§ **Problem to work on**: Output the stretch of data below from the line that contains "where the dry" through the line that contains "[211,170,289,218]" as a JSON list of strings, one string per line, with blank lines omitted. Include only those lines and leave the pictures out.

§ **Detection annotation records**:
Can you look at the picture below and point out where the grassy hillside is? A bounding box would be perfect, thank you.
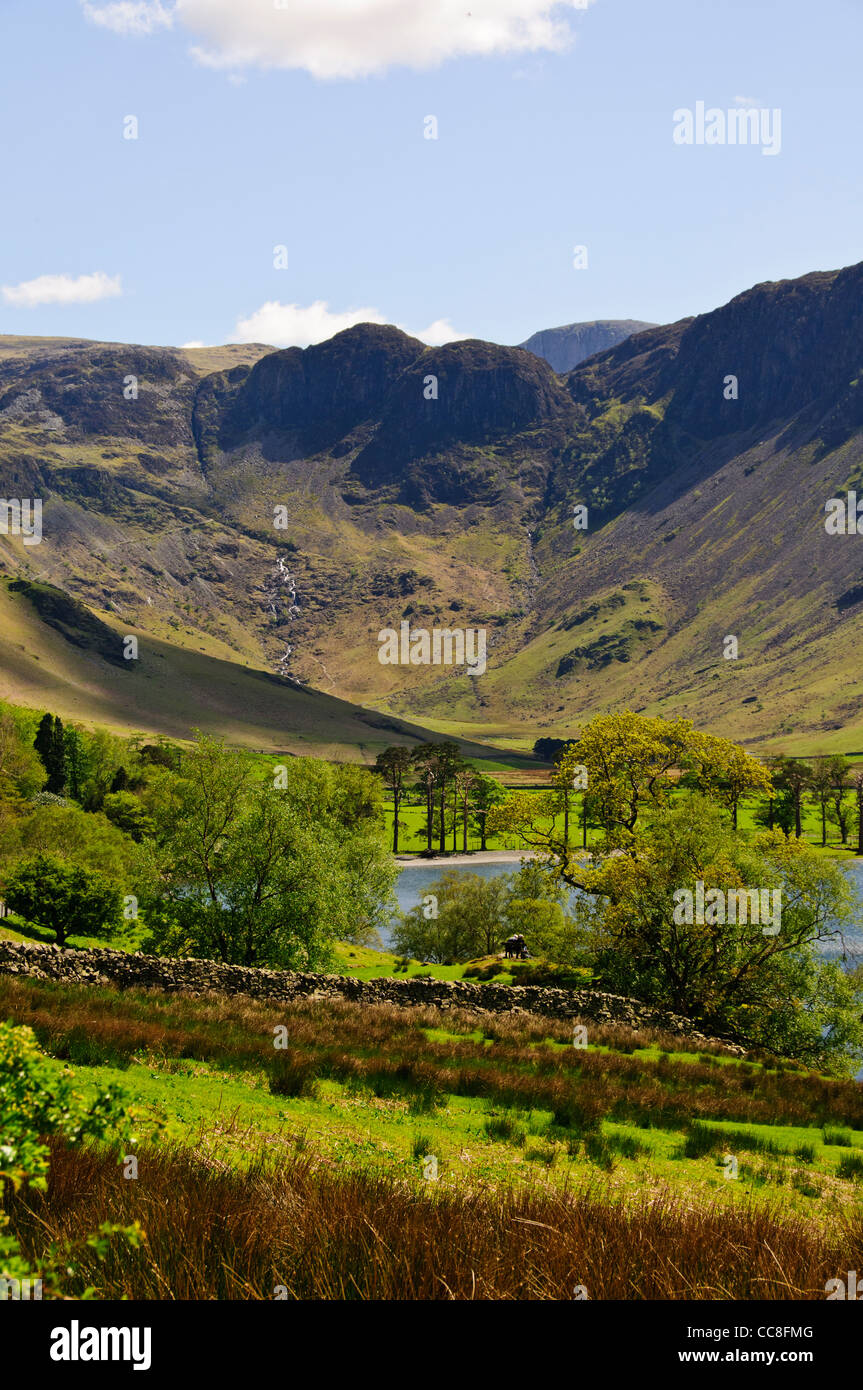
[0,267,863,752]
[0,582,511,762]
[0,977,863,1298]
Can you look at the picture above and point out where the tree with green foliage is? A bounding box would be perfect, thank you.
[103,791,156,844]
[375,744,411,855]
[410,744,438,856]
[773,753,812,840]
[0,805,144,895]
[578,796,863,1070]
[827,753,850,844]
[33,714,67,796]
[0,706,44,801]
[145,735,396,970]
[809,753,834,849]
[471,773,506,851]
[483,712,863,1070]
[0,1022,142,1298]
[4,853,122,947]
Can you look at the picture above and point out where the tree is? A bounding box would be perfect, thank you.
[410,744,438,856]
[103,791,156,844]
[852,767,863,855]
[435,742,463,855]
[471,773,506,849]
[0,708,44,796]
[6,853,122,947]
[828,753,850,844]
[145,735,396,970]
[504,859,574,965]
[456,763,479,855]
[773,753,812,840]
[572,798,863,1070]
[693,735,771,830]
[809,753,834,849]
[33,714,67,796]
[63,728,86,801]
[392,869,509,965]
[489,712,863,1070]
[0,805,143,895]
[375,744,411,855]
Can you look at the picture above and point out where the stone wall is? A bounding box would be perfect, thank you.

...

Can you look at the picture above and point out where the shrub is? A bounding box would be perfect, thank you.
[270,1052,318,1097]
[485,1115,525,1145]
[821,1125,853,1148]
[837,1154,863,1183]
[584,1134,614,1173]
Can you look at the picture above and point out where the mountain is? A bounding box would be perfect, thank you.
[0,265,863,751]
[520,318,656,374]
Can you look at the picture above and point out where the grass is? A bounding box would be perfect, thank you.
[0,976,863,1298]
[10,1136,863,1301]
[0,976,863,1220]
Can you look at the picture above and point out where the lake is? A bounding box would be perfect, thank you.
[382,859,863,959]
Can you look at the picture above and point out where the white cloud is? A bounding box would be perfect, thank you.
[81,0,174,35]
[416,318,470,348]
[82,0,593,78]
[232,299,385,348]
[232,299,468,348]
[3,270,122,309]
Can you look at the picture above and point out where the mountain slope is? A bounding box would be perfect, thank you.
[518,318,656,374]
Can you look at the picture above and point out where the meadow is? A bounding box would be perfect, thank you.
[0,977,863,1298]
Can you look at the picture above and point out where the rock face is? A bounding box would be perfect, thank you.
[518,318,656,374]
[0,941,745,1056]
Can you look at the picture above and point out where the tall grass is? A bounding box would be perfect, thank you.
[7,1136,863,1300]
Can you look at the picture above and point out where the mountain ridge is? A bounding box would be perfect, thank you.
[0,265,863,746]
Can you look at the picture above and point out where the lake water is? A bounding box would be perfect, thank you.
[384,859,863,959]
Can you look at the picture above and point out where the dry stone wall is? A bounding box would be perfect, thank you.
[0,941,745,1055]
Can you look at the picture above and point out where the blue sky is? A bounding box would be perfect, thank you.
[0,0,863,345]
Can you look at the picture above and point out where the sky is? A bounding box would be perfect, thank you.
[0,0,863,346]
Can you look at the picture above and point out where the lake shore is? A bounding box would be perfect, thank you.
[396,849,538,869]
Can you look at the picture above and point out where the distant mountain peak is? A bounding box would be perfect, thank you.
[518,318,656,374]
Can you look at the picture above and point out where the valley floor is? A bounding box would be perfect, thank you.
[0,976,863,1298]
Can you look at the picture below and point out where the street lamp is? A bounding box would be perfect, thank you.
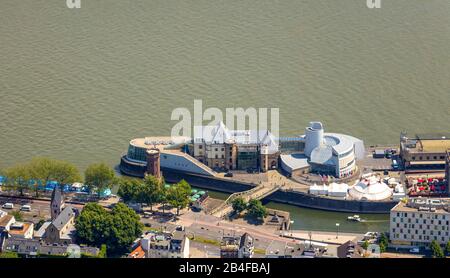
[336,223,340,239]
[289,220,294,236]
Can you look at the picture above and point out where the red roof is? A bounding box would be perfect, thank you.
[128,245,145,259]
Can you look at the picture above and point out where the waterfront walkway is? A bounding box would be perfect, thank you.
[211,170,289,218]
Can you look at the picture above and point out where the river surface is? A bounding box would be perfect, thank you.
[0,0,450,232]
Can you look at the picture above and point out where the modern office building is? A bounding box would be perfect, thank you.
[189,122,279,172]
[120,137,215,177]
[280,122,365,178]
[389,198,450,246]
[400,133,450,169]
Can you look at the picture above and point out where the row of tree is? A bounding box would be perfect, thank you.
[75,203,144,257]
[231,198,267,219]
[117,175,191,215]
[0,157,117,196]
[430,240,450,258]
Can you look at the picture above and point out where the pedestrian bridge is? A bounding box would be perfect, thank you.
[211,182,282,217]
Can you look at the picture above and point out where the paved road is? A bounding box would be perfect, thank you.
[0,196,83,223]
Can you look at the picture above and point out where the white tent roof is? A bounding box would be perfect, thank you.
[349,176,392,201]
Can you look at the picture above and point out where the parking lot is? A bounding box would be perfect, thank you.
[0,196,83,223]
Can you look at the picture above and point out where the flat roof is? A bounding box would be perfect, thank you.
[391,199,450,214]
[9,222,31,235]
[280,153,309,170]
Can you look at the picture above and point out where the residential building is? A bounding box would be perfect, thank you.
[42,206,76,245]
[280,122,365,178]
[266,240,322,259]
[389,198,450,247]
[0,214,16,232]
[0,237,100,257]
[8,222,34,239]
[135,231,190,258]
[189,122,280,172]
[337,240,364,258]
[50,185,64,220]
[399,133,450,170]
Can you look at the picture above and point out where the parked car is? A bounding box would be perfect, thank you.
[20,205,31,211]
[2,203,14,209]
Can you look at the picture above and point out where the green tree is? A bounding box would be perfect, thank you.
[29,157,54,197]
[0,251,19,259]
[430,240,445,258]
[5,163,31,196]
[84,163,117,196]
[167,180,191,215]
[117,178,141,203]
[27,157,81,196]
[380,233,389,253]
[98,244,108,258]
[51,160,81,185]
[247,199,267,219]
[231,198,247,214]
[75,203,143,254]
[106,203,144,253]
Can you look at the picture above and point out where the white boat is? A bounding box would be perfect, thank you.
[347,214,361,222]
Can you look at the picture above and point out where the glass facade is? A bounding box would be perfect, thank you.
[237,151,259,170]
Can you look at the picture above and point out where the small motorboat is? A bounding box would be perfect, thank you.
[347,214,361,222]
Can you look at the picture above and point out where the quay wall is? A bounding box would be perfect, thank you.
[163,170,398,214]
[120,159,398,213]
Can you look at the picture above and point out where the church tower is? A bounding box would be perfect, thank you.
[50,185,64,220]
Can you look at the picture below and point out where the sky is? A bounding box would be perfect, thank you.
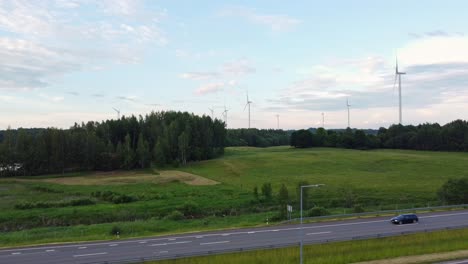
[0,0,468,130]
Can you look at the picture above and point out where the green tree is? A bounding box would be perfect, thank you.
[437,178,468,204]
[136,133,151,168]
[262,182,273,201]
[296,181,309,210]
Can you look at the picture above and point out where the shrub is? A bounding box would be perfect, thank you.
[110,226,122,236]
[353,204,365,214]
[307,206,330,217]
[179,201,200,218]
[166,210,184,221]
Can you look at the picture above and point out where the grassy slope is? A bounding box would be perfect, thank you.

§ **Written response**:
[
  "Can you look at the picture above and point out where the dry stone wall is? A bounding box would be perfect, thank you.",
  "[0,941,745,1055]",
  "Can you look at the picture above and point out where the blue sky is? A bounding box would be perfect, thank you.",
  "[0,0,863,345]",
  "Can you look at the picture above and point out where the sky is? A bounding box would be perfect, thank you.",
  "[0,0,863,346]",
  "Can you look at the picture above and point out where the lake shore is? A bounding box would be perfect, thank you.",
  "[396,849,538,869]",
  "Can you look at the picture above and point out where the distant mountain peak is? A bounding box would be perfect, thank you.",
  "[518,318,656,374]",
  "Can you look at the picture above and point out where the valley floor is? A bounding box would be perfect, thank you.",
  "[0,976,863,1298]",
  "Can you look at the picture below and point out where the street lamp is? A bounding box would be perfect, thank you.",
  "[336,223,340,239]",
  "[289,220,294,236]",
  "Can you look at the picture above and point out where the red roof is? A bounding box would be perfect, thank you.",
  "[128,245,145,259]",
  "Can you look at the picture above and point out where the waterfront walkway is? A bounding box would be perfect, thank you.",
  "[211,170,289,218]"
]